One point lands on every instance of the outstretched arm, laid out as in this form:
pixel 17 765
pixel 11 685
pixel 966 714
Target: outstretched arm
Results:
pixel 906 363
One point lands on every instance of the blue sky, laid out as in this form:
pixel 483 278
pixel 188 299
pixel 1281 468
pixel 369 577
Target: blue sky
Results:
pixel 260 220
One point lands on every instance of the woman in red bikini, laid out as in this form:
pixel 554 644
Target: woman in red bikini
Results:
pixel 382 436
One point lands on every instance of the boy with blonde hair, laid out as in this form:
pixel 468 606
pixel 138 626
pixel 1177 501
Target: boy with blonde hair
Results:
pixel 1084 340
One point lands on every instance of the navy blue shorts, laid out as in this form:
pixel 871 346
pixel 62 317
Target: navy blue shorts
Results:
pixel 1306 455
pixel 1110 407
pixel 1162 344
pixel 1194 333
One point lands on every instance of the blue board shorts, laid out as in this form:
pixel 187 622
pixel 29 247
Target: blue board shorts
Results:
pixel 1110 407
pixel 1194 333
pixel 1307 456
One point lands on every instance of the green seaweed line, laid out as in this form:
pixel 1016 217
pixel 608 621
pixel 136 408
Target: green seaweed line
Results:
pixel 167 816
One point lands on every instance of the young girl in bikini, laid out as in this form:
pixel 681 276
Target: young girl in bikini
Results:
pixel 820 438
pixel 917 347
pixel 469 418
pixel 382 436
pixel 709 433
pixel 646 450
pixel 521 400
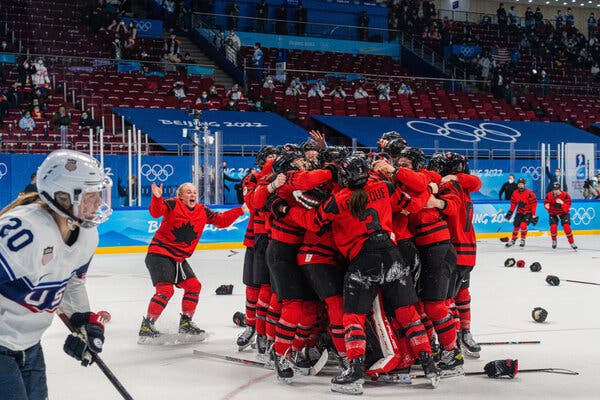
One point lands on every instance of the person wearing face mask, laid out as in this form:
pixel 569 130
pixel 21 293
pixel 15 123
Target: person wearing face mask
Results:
pixel 507 188
pixel 557 176
pixel 183 221
pixel 525 202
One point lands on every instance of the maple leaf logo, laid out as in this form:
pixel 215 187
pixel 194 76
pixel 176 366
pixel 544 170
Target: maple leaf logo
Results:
pixel 185 233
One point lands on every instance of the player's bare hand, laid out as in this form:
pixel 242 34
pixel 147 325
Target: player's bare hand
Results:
pixel 156 190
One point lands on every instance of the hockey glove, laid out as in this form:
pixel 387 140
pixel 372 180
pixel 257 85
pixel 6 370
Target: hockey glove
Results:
pixel 498 368
pixel 334 171
pixel 87 337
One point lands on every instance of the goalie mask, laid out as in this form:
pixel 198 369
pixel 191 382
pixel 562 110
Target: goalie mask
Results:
pixel 74 185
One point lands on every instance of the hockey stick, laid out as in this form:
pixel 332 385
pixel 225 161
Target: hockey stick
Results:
pixel 500 343
pixel 96 358
pixel 584 282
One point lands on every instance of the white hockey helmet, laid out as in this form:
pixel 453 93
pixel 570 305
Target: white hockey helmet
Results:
pixel 74 185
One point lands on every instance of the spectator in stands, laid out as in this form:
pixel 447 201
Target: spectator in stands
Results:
pixel 202 100
pixel 559 20
pixel 363 23
pixel 528 18
pixel 86 121
pixel 37 113
pixel 219 40
pixel 230 106
pixel 315 91
pixel 32 185
pixel 234 93
pixel 281 20
pixel 26 122
pixel 178 90
pixel 232 47
pixel 512 16
pixel 592 23
pixel 507 188
pixel 257 62
pixel 213 94
pixel 338 92
pixel 234 12
pixel 61 118
pixel 569 20
pixel 269 84
pixel 360 93
pixel 405 90
pixel 171 48
pixel 41 78
pixel 501 16
pixel 262 13
pixel 301 20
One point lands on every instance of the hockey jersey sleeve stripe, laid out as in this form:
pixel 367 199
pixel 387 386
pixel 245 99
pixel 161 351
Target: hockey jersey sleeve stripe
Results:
pixel 6 273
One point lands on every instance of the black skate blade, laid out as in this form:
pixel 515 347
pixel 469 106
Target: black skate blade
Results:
pixel 354 388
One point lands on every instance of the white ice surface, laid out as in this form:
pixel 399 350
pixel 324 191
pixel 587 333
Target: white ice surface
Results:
pixel 501 308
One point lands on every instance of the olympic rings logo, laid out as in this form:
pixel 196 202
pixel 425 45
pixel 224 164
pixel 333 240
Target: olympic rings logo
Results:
pixel 143 26
pixel 582 215
pixel 157 172
pixel 463 132
pixel 535 172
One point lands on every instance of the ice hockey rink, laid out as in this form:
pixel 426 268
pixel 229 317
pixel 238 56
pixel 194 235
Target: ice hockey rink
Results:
pixel 503 299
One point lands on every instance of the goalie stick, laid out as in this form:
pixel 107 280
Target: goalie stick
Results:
pixel 103 367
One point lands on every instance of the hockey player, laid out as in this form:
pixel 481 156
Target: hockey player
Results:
pixel 255 269
pixel 360 216
pixel 558 204
pixel 47 240
pixel 525 202
pixel 183 221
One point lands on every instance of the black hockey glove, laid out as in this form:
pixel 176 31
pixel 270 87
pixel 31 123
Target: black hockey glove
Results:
pixel 498 368
pixel 86 339
pixel 334 171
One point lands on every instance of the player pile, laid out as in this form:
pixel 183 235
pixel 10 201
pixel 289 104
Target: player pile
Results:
pixel 364 256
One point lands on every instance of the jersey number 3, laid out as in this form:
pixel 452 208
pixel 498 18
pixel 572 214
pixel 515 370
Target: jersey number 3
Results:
pixel 17 237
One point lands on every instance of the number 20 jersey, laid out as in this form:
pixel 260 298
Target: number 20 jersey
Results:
pixel 35 268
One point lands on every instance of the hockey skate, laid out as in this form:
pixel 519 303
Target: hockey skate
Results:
pixel 468 345
pixel 351 380
pixel 246 337
pixel 431 371
pixel 284 370
pixel 451 363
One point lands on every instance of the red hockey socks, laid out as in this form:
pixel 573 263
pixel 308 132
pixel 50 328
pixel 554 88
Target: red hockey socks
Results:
pixel 273 315
pixel 443 323
pixel 355 336
pixel 191 288
pixel 262 305
pixel 335 311
pixel 463 304
pixel 568 232
pixel 554 230
pixel 251 299
pixel 164 292
pixel 291 312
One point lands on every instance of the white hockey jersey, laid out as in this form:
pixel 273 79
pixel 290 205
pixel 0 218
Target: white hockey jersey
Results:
pixel 39 272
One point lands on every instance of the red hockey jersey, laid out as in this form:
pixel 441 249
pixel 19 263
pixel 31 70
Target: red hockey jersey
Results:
pixel 555 208
pixel 181 227
pixel 525 202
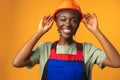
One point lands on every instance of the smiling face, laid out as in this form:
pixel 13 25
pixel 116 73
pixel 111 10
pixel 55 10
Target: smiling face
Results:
pixel 67 23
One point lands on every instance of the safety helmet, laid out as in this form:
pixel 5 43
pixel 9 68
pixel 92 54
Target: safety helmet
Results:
pixel 68 5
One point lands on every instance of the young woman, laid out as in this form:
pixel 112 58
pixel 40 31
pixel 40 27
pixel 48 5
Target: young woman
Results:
pixel 67 59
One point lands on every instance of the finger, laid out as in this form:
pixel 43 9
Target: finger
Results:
pixel 84 21
pixel 94 15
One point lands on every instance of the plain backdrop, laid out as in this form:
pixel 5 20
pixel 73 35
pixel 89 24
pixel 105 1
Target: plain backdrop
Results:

→ **Work instructions**
Could you copy out, unchanged, every line of the records from the one containing "One point lands on every instance of the ice" through the one containing "pixel 39 272", with both of those lines included?

→ **Completed exercise**
One point lands on every instance of the ice hockey rink, laid out as in this form:
pixel 426 268
pixel 229 317
pixel 238 56
pixel 194 235
Target: ice hockey rink
Results:
pixel 503 299
One point lands on every instance of the goalie stick, laid out as in this form:
pixel 107 280
Target: goalie stick
Results:
pixel 103 367
One point lands on every instance of the hockey player, laid out as in this form:
pixel 481 156
Target: hockey player
Results:
pixel 255 269
pixel 360 216
pixel 558 204
pixel 47 240
pixel 525 202
pixel 183 221
One point lands on every instance of the black hockey glove, laid out as in this form:
pixel 176 31
pixel 270 87
pixel 31 123
Target: black hockey glove
Results:
pixel 498 368
pixel 86 339
pixel 334 171
One point lands on every instance of the player pile, laid out as in this form:
pixel 183 235
pixel 10 201
pixel 289 104
Target: player pile
Results:
pixel 364 256
One point lands on every instance of the jersey number 3, laid out as in this form:
pixel 452 208
pixel 498 18
pixel 572 214
pixel 515 370
Target: jersey number 3
Results:
pixel 17 237
One point lands on every instance of the number 20 jersey, laid out as in this form:
pixel 260 298
Target: number 20 jersey
Results:
pixel 35 268
One point lands on every instance of the hockey skate, laid out as in this form:
pixel 519 303
Target: hockey skate
Results:
pixel 468 345
pixel 351 380
pixel 246 337
pixel 431 371
pixel 284 370
pixel 451 363
One point lands on every instance of the red hockey socks, laid out as in this form:
pixel 573 263
pixel 308 132
pixel 50 328
pixel 554 88
Target: red hockey socks
Results:
pixel 273 315
pixel 443 323
pixel 355 336
pixel 191 288
pixel 262 305
pixel 335 311
pixel 463 304
pixel 568 232
pixel 554 230
pixel 251 299
pixel 164 292
pixel 291 312
One point lands on every instance of the white hockey jersey, laid out as in this form:
pixel 273 79
pixel 290 205
pixel 0 218
Target: white hockey jersey
Results:
pixel 39 272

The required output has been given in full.